EXERCISE INSTRUCTIONS:
**1)** Answer the following from the database monitoring page:
(a) From which node or pod must statistics such as pgstattuple and pg_stat_user_tables be executed?
(b) How many rows does the table-monitoring query return at most?
(c) Which column indicates when a table was most recently auto-vacuumed?
**2)** Carry on the database monitoring page from the point where it stops.

DOCUMENT EXTRACT:
┌────────

Database monitoring - bcgov/SIMS GitHub Wiki

Database monitoring and troubleshooting

Note: Stats based on pg_stat_statements must be executed on all HA nodes. For other stats(e.g. pgstattuple, pg_stat_user_tables) it must be executed from the master node/pod.

Monitoring queries

Identifying most expensive queries

-- This sql must be executed in all the HA nodes to get true stats.
SELECT
  round(total_exec_time::numeric, 2)  AS total_exec_ms,
  round(total_plan_time::numeric, 2)  AS total_plan_ms,
  round(mean_exec_time::numeric, 2)  AS mean_plan_ms,
  round(mean_plan_time::numeric, 2)  AS mean_exec_ms,
  queryid,
  query
FROM pg_stat_statements
WHERE stats_since >= now() - interval '30 days' 
ORDER BY total_exec_time DESC, total_plan_time DESC, calls DESC
LIMIT 10;

Monitoring tables

-- This sql must be executed in master pod to get true stats.
SELECT
  t.schemaname AS schema_name,
  t.relname AS table_name,
  pg_size_pretty(pg_relation_size(t.relid)) AS table_size,
  t.n_dead_tup AS stat_dead_estimate,
  pst.dead_tuple_count AS actual_dead_count,
  pst.dead_tuple_percent,
  pst.free_percent,
  t.last_autovacuum,
  t.last_autoanalyze
FROM pg_stat_user_tables t
CROSS JOIN LATERAL pgstattuple(t.relid) AS pst
ORDER BY pst.dead_tuple_count DESC, pst.dead_tuple_percent DESC, pst.free_percent DESC
LIMIT 20;

Fixing bloated tables

Remediation for bloated tables can be done in 3 possible ways

  • Tuning the auto-vacuum settings so that the tables get auto-vacuumed regularly.(Recommended regular process) The column last_autovacuum from above sql indicates when the table was auto-vacuumed recently.

└────────

DATASET RECORDS:
┌────────

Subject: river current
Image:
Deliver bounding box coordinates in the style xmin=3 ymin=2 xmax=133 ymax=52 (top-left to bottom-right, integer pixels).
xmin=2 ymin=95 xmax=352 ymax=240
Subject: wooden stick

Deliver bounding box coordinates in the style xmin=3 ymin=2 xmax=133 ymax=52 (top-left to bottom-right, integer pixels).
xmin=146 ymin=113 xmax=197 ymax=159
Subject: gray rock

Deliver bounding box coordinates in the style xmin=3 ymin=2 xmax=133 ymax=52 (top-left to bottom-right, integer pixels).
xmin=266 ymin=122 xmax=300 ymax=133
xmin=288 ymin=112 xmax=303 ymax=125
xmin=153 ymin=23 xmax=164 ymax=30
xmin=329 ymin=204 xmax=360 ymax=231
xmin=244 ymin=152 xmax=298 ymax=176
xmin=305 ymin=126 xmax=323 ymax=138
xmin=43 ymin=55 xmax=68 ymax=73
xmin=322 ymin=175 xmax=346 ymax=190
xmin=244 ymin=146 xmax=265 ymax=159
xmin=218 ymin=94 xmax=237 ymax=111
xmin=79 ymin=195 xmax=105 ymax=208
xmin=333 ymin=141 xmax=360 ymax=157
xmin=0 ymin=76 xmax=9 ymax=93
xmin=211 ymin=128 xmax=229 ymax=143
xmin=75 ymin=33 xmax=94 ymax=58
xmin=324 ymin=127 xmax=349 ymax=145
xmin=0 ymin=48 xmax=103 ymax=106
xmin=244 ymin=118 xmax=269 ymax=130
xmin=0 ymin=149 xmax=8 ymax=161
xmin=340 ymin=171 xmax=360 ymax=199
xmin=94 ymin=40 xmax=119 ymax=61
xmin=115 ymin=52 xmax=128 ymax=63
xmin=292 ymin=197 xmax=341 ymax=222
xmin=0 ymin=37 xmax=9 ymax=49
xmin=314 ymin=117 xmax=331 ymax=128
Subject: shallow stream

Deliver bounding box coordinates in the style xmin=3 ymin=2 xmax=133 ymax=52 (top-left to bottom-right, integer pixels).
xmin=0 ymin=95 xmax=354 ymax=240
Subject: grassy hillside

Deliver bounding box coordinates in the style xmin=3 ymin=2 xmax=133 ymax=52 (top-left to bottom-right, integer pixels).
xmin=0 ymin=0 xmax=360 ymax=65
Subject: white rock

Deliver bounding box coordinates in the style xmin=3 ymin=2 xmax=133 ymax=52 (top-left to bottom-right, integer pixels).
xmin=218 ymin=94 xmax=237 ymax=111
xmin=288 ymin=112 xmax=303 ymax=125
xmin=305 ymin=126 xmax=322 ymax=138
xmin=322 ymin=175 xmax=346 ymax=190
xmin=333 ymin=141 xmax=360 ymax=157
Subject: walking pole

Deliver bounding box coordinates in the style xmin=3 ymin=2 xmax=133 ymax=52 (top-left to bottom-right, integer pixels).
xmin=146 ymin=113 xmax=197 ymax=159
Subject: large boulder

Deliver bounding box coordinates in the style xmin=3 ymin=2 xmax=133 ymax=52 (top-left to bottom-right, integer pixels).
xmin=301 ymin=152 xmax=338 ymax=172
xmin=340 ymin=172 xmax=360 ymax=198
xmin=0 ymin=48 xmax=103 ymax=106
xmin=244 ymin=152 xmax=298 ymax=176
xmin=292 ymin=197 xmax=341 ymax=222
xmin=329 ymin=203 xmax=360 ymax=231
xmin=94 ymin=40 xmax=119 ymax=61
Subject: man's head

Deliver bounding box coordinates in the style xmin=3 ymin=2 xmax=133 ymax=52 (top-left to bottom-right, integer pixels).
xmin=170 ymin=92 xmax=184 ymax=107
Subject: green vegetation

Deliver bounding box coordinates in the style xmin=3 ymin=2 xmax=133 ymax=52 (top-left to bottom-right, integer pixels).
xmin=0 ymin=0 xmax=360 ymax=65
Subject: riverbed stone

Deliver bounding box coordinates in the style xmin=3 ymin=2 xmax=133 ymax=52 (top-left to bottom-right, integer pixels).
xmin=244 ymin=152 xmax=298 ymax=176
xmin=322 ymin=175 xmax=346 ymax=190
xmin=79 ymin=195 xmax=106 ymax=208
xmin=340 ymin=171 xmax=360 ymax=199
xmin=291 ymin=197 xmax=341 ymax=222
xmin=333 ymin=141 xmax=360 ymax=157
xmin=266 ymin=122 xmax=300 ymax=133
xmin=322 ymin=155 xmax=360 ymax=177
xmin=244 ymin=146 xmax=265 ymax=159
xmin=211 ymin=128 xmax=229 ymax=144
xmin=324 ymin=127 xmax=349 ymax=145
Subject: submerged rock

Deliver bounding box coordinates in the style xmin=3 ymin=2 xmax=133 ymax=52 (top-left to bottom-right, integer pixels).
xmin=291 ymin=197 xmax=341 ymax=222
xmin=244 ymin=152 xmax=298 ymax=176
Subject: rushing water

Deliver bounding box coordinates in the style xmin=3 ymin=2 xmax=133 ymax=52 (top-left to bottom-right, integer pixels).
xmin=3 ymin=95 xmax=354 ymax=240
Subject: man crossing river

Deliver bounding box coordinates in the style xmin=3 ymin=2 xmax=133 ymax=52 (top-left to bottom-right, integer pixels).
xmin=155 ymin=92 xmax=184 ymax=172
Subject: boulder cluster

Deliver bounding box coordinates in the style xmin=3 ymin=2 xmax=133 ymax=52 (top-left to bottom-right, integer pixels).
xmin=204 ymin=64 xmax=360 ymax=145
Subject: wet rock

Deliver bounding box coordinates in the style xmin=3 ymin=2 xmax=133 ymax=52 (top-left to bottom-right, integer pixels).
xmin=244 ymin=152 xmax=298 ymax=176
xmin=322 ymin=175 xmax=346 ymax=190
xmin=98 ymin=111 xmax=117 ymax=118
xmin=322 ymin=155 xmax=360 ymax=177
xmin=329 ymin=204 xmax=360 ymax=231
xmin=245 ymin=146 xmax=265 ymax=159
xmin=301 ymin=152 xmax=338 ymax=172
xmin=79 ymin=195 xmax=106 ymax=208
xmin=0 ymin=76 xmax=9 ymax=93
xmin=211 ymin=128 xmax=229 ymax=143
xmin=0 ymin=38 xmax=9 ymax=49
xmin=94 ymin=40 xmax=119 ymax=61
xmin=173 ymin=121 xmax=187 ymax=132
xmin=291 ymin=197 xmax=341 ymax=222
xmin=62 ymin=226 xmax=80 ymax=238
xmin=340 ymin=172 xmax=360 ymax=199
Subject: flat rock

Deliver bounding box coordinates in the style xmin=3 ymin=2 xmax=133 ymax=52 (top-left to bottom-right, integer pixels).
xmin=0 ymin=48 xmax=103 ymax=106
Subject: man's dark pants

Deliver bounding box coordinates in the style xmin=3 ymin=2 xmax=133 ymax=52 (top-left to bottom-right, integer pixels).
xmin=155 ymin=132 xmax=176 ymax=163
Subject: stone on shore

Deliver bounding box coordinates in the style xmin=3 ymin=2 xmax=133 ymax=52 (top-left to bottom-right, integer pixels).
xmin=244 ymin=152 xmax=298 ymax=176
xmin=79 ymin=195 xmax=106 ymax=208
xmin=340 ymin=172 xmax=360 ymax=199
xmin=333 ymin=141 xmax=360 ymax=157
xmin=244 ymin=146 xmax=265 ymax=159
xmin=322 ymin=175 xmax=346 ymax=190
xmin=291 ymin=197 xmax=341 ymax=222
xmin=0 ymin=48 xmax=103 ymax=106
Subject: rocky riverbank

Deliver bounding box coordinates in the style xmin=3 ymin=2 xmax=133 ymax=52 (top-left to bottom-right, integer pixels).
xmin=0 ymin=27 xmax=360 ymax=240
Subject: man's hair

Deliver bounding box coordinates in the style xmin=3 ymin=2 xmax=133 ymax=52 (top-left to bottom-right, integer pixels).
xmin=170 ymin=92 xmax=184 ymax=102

└────────

TASK RESPONSES:
**1)**
(a) The master node/pod.
(b) 20.
(c) last_autovacuum.

**2)**
  • Running the vacuum manually(lightweight and non-disruptive process) when there is an immediate need to remediate a bloated table.(Only when needed).
VACUUM table_name;
-- Analyze alongside vacuum(recommended)
VACUUM ANALYZE table_name;
  • Running a full vacuum(It is a disruptive process which will lock the entire table during the process) if a table-space needs to be reduced after a vacuum.(This situation is not applicable to SIMS as we do not purge tables and expecting the table not to grow again).

Tuning the auto-vacuum settings

Listed below are the global auto-vacuum settings for all tables. This can be retrieved by

SELECT 
    name, 
    setting, 
    unit, 
    short_desc 
FROM pg_settings 
WHERE name LIKE '%autovacuum%';

If a bloated table has never been auto-vacuumed or hasn't been auto-vacuumed for a long time, the auto vacuum setting can be tuned by executing the following sql.

Example

-- This sql must be executed in master pod with superuser login.
ALTER TABLE table_name  SET ($autovacuum_setting_name = $value)
ALTER TABLE sims.education_programs_offerings_history  SET (autovacuum_vacuum_insert_scale_factor = 0.05); -- Updates autovacuum_vacuum_insert_scale_factor from 0.2 to 0.05.

Here is the current auto-vacuum tunning for selected tables Current auto vacuum tuning values

Monitoring indexes

All the indexes in SIMS database are btree indexes except for sims.user_first_name_last_name which is a gin index. The strategy to find bloated indexes is different for btree and gin indexes.

Identifying bloated Btree indexes(Requires extension pgstattuple)

-- This sql must be executed in master pod to get true stats.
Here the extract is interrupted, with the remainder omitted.